# [DIRECTIONS FOR THIS TASK]
Output the records below verbatim, minus the pictures.

# [MATERIALS PROVIDED]
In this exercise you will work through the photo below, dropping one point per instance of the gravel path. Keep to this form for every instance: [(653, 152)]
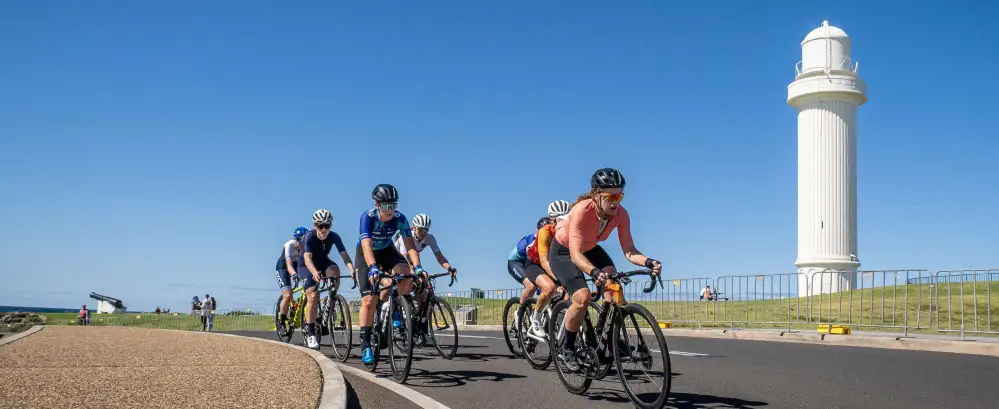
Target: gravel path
[(116, 367)]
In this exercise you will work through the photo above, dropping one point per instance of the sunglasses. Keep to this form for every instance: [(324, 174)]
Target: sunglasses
[(613, 197)]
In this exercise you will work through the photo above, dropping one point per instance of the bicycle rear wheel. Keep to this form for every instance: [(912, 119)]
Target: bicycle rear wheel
[(400, 342), (537, 351), (639, 345), (443, 327), (341, 331), (510, 333)]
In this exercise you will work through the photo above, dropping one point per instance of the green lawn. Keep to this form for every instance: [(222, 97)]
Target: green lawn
[(923, 308)]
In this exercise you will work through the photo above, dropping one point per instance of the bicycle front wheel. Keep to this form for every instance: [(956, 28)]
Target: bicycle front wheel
[(341, 331), (510, 333), (443, 327), (400, 338), (641, 357)]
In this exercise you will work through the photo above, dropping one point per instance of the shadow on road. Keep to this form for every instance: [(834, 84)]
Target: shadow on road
[(693, 400), (482, 357), (423, 377), (352, 400)]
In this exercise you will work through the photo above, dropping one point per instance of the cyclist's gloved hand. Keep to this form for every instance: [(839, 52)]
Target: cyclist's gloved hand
[(653, 264), (598, 275)]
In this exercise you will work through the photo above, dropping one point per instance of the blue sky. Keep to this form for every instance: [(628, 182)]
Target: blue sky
[(154, 151)]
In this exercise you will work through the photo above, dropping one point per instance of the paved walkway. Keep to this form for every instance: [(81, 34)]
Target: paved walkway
[(115, 367)]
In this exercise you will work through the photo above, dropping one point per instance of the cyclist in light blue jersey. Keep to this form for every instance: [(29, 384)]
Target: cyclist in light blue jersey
[(375, 250), (286, 266)]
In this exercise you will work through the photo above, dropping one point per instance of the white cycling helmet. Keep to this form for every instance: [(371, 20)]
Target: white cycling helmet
[(558, 208), (422, 221), (322, 216)]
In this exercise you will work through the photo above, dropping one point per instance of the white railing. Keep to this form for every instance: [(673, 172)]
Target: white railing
[(845, 64)]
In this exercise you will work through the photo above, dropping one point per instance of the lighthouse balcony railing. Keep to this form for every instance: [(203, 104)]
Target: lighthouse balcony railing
[(843, 64)]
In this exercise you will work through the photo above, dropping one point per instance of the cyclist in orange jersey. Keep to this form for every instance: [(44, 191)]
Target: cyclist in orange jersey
[(575, 250)]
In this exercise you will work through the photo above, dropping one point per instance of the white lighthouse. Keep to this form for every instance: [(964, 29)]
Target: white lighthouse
[(826, 92)]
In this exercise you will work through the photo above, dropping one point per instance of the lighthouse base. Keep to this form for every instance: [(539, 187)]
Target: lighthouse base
[(824, 280)]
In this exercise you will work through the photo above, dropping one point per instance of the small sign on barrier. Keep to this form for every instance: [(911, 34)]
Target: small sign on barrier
[(834, 329)]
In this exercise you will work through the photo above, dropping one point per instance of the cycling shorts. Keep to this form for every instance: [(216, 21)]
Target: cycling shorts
[(517, 270), (533, 271), (386, 258), (567, 272), (284, 277)]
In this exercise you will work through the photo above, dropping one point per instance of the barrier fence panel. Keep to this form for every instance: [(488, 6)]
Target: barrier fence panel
[(949, 301), (964, 301), (769, 299), (899, 299)]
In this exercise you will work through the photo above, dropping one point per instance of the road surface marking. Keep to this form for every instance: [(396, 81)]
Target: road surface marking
[(654, 350)]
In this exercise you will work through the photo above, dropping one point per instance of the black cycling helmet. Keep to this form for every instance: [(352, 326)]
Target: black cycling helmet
[(607, 178), (385, 193), (543, 221)]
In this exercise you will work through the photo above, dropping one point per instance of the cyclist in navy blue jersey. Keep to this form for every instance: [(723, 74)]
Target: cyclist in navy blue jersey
[(376, 251), (314, 264)]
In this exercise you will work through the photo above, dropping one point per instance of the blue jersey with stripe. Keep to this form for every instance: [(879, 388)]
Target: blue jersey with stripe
[(380, 232), (519, 252)]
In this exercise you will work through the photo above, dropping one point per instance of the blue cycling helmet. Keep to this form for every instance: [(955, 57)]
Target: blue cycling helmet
[(300, 232)]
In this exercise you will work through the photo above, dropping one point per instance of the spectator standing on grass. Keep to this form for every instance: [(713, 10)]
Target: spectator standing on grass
[(206, 313), (211, 317), (84, 318)]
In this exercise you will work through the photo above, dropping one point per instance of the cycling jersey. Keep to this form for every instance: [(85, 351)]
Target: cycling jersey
[(418, 245), (320, 249), (519, 252), (542, 243), (380, 232), (291, 252), (584, 228)]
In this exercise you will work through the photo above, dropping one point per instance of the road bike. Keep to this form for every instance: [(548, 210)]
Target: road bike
[(609, 342), (434, 317), (333, 318), (384, 334), (535, 348)]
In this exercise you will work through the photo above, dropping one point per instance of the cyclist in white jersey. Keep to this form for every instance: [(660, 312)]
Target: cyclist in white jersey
[(421, 240)]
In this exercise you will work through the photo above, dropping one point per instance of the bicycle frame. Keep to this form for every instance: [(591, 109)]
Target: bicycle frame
[(611, 311), (298, 305)]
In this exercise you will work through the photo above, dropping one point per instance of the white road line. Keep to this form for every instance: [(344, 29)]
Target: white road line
[(418, 398), (654, 350)]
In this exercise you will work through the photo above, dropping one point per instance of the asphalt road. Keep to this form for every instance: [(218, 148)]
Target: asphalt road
[(707, 373)]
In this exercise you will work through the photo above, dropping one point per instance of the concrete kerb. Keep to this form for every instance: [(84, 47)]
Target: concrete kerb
[(11, 338), (886, 342), (334, 394)]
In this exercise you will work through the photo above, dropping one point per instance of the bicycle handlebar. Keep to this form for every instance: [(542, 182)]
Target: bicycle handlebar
[(453, 278)]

# [ANSWER BOX]
In this exercise you will work through the photo below, dropping one point per instance of the gravel path. Keep to this form for every instance: [(653, 152)]
Target: gravel path
[(116, 367)]
In this exercise you will work through the photo above, dropping one point per instance of the sunglasses. Keep to this form for every instance: [(324, 174)]
Target: sunglasses
[(613, 197)]
In this exercise you will work through the photo above, dropping one point per instance of the bicycle rear wheel. Keep to this form for every instance: [(912, 119)]
Target: bicycle rear wheel
[(400, 342), (537, 351), (639, 345), (443, 327), (341, 331), (510, 333)]
In this exercise you will work through the photo above, dropping one point per instance of the green lawn. Keep to this form for every instance: [(222, 97)]
Target: green lawn
[(923, 308)]
In this exercise you will work through the photo above, dropping one point per instance of the bicycle front wheel. Keep to this form for every instance: [(956, 28)]
Target: bicycle front wheel
[(341, 331), (510, 333), (443, 327), (400, 338), (641, 357)]
In this exercise you will work through the photo above, dropping one point per instance of the shadow on road. Keep to this form for every instance: [(834, 84)]
Target: shadow on road
[(693, 400), (482, 357), (423, 377), (352, 400)]
In this exercise you will work through the photo above, dropping one point per instance of the cyclist's gloved hand. Keep to this form for every instance: [(839, 52)]
Target: cyclist's gloved hand
[(653, 264), (598, 275)]
In this exercise you will work through the photo above, dropping one point per instance of the blue sky. Keep to this form for every instance: [(628, 182)]
Target: blue sky
[(154, 151)]
In this exercise you will work through the photo above, dropping one point per instance of the paved walkway. Keep to this form for every instance: [(81, 34)]
Target: paved walkway
[(115, 367)]
In this exercise you will work through the photo above, dropping one point per instance of the cyclist in light blue jersey. Keep to this form for every instance: [(29, 384)]
Target: cyclist in light blue jersey
[(375, 250), (286, 266)]
In this exercise you will work through the photo above, dropping one point per instance of the white cycling helmet. Keep to this form for every instance: [(371, 20)]
Target: white cycling helmet
[(558, 208), (422, 221), (322, 216)]
In this exercise you will work through the photo above, dropping one point per instance of the white railing. Keep to this form for every instance: [(673, 172)]
Target: white railing
[(845, 64)]
In this exercise you will work through the photo above, dropping one point per instance of the lighthouse balcony railing. Keep to this form for every instance: [(203, 104)]
Target: lighthouse balcony railing
[(843, 64)]
In this exercise you will work through the photo above, dropping one point per instance of the cyclist in orange jersey. Keep to this form for every instance: [(44, 191)]
Target: cyclist in orange jersey
[(575, 250)]
In this exercise you will work through the photo above, dropping one point per instance of the white lighthouse. Keep to this form for every instance: [(964, 29)]
Target: white lighthouse
[(826, 92)]
In this exercise you will work through the photo above, dropping one point per instance of the lighthouse base. Keep to this form for every instance: [(539, 187)]
Target: lighthouse base
[(824, 280)]
In this exercise you will work through the photo above, dropping one point per instance of the small sign on barrier. Keep to this form for every instance: [(911, 34)]
Target: small sign on barrier
[(834, 329)]
In this exercise you will work through the photo above, dropping one point per instance of the cycling shorts. Keep to this form for every instance: [(216, 21)]
Target: cycling shorts
[(517, 270), (533, 271), (386, 258), (567, 272), (284, 277)]
In this exercise you will work through the photo above, dropping one point per instance of the barrier fence panel. Keep to this form for every instance: [(488, 6)]
Target: barrier fence panel
[(949, 301), (964, 301), (769, 299), (899, 299)]
In this exercise you will work through the photo above, dropping one point per instance of the road surface marking. Keep to this form for every instance: [(396, 81)]
Target: road surface marking
[(654, 350)]
In this exercise you will work through the photo above, dropping one point per instance of the black cycling helmet. Keep to this form for every instance: [(352, 326)]
Target: black cycling helmet
[(607, 178), (385, 193), (543, 221)]
In this exercise you will work through the photo above, dropping one point per instance of the cyclist in navy blue jersey. Keep to this form for every instance: [(723, 74)]
Target: cyclist in navy blue jersey
[(376, 251), (314, 264)]
In this exercise you will work through the photo above, dropping one point per instance of the blue jersey with stripe. Keep to this form for every instance: [(879, 388)]
Target: blue jersey with stripe
[(380, 232), (519, 252)]
In this exercise you will work through the photo above, dropping one point per instance of the blue cycling helmet. Keep to this form for every instance: [(955, 57)]
Target: blue cycling helmet
[(300, 232)]
In this exercise you will work through the photo above, dropping one point per instance of the spectator standing on grass. Keep to this form for every instance: [(713, 10)]
Target: spectator standing on grass
[(206, 313), (211, 317), (84, 318)]
In this exercise you will work through the photo above, dropping one point per instance of the cycling jersey. Keep to this form for every instance: [(85, 351)]
Target: cycling jersey
[(418, 245), (320, 249), (519, 252), (542, 243), (380, 232), (291, 252), (584, 228)]
In this exercise you will work through the photo above, dropping one point per instance of the road bike. Keep to this form for every instance: [(548, 210)]
Target: road bike
[(609, 342), (434, 317), (333, 318), (384, 334), (535, 348)]
In this exercise you will work through the photo above, dropping one point per instance of the cyclist in white jersey. Keep to this form for every instance: [(660, 312)]
Target: cyclist in white jersey
[(421, 240)]
In this exercise you will work through the photo above, dropping one point per instance of the bicycle frame. Keep to this form for every instance: [(591, 109)]
Target: bicycle frame
[(611, 311), (298, 305)]
In this exercise you will work through the photo above, dropping one point per instance of the white road line. Keep to this form for every instance: [(344, 29)]
Target: white road line
[(418, 398), (654, 350)]
In this exercise you will work through the photo above, dropping one point per instance of the asphalt road. Keep to this form for every instance: [(218, 148)]
Target: asphalt road
[(707, 373)]
In this exercise you will work through the photo above, dropping one point per instance of the concrete kerb. Keep to this form for every instance: [(84, 47)]
Target: concrete kerb
[(11, 338), (886, 342), (334, 394)]
In this exercise you will work through the photo above, dropping one point per instance of the bicycle handlebar. Keep to this form for every instance: [(542, 182)]
Target: bicycle handlebar
[(453, 278)]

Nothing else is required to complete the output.